**Description of the task**
Count the lines below that contain the string "negative", matching case exactly, and give only that number.

**Working data**
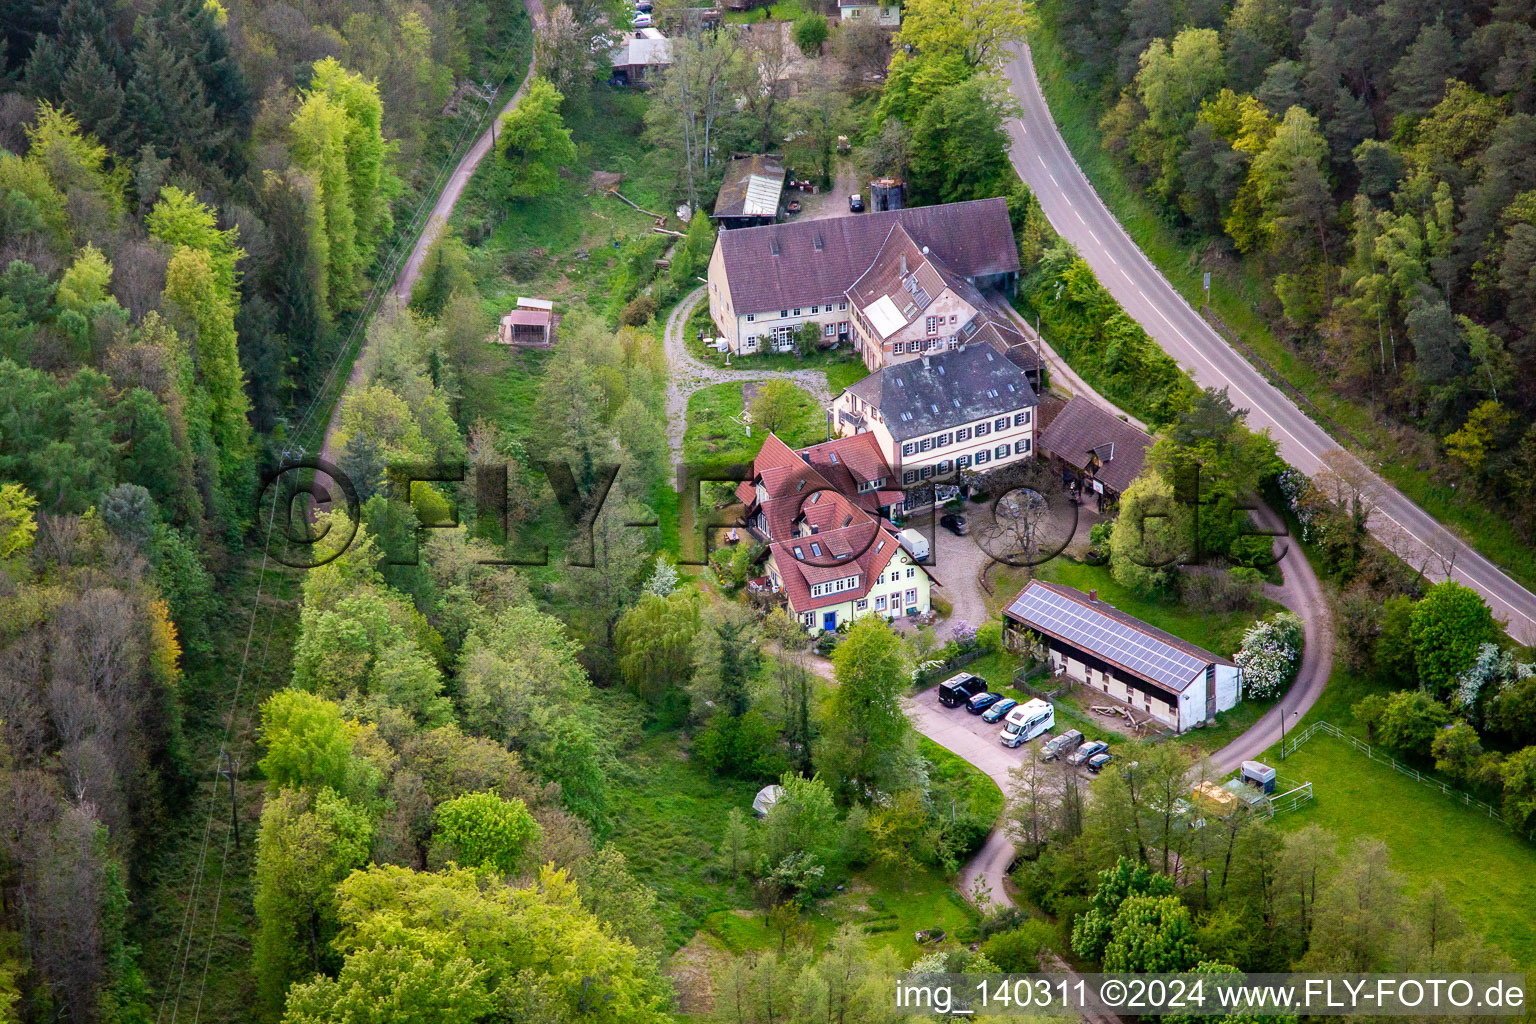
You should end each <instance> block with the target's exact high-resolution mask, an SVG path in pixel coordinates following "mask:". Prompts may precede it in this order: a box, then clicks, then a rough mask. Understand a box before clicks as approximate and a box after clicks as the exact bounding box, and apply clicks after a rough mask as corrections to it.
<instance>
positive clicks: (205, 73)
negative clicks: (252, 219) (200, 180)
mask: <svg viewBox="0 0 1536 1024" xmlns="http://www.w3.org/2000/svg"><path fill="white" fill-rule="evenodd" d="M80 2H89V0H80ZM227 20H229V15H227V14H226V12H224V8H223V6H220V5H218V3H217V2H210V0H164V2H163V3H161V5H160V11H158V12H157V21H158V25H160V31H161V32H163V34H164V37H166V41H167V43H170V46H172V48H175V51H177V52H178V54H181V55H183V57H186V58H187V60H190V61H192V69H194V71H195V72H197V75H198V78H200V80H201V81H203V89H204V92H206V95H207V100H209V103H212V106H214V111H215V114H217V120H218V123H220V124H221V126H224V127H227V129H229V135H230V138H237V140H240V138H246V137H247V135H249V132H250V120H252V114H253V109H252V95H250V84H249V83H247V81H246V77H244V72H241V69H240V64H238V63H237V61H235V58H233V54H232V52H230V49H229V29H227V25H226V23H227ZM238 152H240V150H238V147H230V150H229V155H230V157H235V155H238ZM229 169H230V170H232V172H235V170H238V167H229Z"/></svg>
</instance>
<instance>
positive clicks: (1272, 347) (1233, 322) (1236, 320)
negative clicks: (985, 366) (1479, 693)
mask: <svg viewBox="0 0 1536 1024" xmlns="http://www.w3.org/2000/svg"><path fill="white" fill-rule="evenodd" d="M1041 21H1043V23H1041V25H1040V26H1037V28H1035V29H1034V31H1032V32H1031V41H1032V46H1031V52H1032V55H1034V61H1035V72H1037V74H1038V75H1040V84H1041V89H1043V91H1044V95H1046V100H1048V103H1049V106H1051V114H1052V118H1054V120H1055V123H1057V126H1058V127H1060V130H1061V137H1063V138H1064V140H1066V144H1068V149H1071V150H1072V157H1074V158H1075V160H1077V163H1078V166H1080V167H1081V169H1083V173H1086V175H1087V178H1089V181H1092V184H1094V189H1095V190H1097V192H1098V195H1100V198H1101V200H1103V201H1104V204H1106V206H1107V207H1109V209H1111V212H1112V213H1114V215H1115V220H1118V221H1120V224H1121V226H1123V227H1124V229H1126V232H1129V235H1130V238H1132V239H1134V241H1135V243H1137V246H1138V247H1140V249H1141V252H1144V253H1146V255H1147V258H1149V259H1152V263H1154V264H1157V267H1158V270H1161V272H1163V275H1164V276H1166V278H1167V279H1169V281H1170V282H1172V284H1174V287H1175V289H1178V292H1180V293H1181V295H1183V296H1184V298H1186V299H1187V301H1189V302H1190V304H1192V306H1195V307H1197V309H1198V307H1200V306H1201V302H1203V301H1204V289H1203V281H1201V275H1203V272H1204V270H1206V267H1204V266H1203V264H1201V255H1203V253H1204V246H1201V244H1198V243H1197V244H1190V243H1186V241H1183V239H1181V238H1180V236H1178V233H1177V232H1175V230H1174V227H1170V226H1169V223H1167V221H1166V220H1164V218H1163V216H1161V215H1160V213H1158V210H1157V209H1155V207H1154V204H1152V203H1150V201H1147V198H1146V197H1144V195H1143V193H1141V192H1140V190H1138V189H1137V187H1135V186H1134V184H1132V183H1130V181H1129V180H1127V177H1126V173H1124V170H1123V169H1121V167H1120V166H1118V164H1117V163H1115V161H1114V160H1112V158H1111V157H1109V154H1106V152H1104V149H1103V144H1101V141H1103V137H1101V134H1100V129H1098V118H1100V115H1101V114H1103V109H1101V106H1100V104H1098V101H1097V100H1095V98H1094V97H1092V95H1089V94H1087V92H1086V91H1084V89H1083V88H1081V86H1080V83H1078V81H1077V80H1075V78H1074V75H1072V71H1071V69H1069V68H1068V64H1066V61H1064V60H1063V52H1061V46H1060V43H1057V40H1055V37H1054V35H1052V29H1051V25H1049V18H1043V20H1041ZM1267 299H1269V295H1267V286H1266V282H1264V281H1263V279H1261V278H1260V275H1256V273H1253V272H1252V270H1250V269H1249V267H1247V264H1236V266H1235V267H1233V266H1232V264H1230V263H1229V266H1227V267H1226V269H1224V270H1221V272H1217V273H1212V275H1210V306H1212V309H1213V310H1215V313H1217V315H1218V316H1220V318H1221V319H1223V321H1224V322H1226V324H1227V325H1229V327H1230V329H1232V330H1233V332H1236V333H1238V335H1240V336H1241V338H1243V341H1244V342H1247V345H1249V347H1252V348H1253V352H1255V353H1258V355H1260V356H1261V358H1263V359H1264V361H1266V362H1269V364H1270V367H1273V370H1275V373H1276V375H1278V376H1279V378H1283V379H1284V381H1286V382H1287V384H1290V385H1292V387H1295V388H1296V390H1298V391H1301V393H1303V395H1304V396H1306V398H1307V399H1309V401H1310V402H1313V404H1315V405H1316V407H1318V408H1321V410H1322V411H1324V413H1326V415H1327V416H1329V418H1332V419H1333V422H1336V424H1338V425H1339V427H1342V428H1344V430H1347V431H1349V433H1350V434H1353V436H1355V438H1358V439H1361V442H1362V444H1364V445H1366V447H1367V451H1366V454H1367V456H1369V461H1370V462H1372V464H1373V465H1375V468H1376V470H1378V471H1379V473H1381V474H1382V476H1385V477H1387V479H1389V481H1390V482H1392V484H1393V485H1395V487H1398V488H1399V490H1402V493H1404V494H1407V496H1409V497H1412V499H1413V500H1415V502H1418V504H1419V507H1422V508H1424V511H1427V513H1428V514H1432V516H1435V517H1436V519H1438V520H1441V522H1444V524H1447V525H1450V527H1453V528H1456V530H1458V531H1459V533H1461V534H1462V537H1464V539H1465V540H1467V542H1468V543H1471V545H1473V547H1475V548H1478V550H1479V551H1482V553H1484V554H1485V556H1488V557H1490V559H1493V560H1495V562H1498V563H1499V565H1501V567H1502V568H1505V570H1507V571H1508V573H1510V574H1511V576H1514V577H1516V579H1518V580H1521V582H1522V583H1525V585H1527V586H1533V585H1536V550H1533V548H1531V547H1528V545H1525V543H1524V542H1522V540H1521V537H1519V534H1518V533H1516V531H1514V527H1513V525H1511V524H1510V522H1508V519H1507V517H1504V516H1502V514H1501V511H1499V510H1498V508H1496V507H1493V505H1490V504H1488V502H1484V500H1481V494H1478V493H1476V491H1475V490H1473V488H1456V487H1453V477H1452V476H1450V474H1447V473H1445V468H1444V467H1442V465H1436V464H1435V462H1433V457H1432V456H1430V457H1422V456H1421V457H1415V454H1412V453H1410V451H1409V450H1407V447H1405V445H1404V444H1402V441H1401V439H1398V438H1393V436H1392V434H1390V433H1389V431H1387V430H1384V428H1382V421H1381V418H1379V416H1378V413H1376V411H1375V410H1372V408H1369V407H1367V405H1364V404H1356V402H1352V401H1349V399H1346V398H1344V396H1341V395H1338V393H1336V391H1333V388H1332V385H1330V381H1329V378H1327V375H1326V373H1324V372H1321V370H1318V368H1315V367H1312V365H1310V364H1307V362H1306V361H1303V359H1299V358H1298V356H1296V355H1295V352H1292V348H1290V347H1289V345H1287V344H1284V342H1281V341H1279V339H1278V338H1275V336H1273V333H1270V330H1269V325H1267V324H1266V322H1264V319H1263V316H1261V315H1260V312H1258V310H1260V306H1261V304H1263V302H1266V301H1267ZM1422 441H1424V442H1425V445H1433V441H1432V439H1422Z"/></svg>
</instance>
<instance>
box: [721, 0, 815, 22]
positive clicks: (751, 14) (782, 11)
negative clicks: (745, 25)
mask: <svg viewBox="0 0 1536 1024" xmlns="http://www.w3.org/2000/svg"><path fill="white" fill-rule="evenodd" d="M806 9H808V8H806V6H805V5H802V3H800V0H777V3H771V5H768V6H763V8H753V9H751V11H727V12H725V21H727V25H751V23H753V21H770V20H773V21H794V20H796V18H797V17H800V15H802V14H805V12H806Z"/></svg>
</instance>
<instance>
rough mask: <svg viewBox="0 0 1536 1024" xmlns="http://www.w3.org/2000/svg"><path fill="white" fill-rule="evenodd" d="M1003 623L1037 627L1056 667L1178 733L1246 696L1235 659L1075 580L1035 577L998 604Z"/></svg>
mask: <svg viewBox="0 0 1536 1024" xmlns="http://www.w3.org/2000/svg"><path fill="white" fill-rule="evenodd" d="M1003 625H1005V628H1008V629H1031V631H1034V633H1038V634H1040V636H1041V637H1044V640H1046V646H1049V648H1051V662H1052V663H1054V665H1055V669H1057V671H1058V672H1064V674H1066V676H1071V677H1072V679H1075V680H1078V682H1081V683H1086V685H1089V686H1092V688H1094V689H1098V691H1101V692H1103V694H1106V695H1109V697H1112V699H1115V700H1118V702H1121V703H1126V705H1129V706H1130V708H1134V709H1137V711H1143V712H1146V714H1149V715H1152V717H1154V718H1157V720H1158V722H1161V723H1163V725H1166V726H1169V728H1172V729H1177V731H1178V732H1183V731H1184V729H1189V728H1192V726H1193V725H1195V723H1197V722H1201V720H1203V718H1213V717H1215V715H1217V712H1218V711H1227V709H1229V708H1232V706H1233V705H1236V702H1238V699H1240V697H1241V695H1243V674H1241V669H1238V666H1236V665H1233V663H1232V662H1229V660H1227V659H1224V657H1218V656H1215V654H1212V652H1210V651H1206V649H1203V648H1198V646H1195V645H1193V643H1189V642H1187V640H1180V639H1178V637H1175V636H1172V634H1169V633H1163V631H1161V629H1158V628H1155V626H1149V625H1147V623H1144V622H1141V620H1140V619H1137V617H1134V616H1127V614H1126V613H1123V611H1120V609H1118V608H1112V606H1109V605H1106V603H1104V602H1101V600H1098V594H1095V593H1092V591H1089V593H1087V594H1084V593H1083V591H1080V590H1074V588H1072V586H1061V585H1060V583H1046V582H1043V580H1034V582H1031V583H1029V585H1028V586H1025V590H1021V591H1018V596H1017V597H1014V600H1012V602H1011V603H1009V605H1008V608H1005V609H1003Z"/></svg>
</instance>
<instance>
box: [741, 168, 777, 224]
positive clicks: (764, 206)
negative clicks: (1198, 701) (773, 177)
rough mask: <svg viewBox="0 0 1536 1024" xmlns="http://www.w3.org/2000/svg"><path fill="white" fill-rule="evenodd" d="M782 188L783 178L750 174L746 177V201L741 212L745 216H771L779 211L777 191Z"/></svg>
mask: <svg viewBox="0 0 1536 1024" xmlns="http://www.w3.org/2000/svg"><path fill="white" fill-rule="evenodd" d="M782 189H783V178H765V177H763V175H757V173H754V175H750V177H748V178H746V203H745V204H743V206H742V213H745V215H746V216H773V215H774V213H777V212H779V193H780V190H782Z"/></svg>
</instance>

**Answer box**
4